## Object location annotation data
----
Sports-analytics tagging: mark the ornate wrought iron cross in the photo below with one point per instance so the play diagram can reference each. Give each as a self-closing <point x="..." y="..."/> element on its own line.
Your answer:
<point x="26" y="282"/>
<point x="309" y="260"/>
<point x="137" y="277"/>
----
## Your instructions
Reproduce the records above verbatim, keeping every line unaltered.

## Task result
Sports-analytics tagging: mark the ornate wrought iron cross in the photo below with one point per instance so the play diagram can reference each. Give each as a self-closing <point x="..." y="..."/> element on its own line.
Your answer:
<point x="26" y="282"/>
<point x="309" y="260"/>
<point x="137" y="277"/>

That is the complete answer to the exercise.